┌──

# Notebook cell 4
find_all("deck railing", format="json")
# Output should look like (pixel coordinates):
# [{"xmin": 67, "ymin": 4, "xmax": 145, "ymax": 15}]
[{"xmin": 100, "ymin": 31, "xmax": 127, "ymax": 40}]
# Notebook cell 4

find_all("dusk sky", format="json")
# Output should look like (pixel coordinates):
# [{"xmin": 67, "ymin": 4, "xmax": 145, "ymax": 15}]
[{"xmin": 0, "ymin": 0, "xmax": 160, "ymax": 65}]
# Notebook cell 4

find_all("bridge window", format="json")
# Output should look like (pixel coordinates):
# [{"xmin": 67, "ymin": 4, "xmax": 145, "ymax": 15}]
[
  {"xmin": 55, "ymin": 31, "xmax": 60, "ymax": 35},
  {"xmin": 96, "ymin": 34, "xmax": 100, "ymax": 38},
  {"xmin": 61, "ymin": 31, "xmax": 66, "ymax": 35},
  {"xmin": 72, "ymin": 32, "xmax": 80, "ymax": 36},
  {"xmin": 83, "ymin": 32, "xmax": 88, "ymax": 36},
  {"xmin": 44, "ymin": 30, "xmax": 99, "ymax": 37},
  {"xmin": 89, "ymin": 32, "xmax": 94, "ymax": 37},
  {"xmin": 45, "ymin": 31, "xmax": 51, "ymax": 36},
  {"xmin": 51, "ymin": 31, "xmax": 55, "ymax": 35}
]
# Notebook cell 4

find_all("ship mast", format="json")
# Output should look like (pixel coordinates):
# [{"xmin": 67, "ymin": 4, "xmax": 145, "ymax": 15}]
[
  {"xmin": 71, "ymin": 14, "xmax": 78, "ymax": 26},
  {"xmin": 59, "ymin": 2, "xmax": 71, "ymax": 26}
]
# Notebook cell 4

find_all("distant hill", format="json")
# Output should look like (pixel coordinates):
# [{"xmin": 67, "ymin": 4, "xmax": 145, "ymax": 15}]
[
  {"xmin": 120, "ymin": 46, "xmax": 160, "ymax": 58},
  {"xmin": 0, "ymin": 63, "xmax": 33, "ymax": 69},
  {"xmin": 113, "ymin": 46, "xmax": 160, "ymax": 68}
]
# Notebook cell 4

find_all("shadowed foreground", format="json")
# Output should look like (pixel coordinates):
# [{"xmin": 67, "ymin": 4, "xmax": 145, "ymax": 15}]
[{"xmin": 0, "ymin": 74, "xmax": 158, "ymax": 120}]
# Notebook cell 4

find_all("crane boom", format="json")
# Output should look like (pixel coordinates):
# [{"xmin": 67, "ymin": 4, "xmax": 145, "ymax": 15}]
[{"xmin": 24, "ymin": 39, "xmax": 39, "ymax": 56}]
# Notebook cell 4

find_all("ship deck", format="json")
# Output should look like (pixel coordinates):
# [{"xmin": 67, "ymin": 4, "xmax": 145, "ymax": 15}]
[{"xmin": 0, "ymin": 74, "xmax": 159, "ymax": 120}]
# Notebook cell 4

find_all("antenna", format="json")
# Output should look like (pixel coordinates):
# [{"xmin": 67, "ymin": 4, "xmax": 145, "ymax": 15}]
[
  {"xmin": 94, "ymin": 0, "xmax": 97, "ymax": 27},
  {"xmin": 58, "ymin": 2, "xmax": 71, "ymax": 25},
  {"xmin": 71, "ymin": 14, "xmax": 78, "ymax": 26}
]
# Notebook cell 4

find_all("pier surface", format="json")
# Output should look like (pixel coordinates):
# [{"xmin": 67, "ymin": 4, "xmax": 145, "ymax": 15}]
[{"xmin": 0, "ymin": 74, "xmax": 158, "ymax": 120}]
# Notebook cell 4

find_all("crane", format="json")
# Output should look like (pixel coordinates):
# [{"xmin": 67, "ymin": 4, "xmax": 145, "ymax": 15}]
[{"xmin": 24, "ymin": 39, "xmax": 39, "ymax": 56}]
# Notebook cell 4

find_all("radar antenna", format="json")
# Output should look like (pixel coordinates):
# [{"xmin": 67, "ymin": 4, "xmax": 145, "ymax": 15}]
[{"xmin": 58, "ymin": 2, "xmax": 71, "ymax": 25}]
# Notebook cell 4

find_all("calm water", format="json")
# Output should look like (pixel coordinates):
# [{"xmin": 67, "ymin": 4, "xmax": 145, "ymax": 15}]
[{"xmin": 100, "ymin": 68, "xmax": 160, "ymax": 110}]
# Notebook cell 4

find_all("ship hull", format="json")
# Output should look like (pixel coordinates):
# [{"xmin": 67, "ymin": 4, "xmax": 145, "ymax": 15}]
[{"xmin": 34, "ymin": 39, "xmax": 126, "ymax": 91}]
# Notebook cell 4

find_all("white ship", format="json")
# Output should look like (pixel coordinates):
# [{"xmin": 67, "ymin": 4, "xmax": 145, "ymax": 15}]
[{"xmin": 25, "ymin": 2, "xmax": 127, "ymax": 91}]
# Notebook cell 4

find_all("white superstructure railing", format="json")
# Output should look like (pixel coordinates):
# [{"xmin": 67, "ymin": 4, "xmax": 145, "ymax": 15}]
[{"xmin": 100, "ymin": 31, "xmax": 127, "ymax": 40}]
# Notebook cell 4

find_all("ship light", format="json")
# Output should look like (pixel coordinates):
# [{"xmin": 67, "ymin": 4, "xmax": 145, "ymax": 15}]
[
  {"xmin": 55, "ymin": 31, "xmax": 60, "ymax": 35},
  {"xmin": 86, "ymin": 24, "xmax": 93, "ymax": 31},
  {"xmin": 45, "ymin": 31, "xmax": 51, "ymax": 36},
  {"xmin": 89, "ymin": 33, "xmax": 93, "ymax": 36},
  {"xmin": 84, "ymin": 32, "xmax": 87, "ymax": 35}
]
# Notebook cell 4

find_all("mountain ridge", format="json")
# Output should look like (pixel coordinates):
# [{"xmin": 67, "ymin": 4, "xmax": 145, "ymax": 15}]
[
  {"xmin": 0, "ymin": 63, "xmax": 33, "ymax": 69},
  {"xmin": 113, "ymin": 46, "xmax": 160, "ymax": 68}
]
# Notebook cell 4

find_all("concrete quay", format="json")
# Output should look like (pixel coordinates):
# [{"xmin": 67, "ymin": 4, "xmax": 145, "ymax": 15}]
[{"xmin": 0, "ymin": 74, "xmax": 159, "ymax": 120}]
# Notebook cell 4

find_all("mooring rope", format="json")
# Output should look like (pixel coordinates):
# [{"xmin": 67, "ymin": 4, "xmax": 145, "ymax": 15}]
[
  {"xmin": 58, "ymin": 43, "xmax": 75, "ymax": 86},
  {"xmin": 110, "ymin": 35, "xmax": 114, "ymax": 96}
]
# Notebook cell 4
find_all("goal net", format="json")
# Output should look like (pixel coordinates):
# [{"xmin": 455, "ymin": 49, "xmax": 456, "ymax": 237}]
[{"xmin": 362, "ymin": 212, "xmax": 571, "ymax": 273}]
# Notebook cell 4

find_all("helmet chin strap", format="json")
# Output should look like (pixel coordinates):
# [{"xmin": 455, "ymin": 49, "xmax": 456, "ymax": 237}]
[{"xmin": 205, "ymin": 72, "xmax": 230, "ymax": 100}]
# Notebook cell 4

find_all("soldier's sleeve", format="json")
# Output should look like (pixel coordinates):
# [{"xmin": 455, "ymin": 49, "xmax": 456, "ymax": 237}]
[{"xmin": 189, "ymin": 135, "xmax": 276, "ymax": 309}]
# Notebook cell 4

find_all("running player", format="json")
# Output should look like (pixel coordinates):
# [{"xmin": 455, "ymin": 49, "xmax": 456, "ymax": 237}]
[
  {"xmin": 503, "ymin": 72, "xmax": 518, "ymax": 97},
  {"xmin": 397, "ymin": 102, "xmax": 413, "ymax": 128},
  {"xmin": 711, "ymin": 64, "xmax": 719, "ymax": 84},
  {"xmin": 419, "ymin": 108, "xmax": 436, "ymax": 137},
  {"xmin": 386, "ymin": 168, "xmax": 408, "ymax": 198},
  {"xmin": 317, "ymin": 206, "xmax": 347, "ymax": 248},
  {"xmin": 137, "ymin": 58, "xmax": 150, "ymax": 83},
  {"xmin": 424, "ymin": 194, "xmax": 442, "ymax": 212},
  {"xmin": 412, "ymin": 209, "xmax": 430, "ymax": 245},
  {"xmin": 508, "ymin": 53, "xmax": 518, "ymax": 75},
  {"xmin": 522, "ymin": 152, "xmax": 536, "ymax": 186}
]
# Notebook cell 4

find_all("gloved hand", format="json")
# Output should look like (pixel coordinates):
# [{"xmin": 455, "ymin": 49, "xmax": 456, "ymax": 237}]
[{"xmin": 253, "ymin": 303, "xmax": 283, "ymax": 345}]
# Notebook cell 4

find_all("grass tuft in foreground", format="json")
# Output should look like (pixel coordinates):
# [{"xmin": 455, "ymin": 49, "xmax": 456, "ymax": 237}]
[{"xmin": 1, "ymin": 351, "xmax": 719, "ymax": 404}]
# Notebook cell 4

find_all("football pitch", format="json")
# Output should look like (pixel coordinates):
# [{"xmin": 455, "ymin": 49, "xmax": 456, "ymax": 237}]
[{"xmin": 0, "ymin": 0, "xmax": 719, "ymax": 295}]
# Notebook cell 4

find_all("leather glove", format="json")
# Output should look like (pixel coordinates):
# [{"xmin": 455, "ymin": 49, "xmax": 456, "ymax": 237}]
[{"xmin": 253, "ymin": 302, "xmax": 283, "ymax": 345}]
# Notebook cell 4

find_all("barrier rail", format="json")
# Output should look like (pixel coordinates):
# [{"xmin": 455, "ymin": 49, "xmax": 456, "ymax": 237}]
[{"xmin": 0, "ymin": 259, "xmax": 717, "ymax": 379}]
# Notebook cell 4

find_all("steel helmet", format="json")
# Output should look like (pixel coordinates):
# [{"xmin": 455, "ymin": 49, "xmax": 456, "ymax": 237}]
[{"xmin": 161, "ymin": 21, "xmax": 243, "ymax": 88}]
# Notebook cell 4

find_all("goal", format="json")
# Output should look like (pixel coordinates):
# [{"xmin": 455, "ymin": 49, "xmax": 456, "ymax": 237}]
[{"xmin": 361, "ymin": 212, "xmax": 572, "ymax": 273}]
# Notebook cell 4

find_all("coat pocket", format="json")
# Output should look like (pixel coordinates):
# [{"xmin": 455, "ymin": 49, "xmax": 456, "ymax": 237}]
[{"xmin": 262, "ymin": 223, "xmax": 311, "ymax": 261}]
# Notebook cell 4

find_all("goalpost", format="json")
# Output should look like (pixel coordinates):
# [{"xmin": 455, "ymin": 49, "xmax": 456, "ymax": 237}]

└──

WHAT THE EXERCISE ASKS: Pull out the lines above in which the word "antenna" appears.

EXERCISE OUTPUT:
find_all("antenna", format="json")
find_all("radar antenna", format="json")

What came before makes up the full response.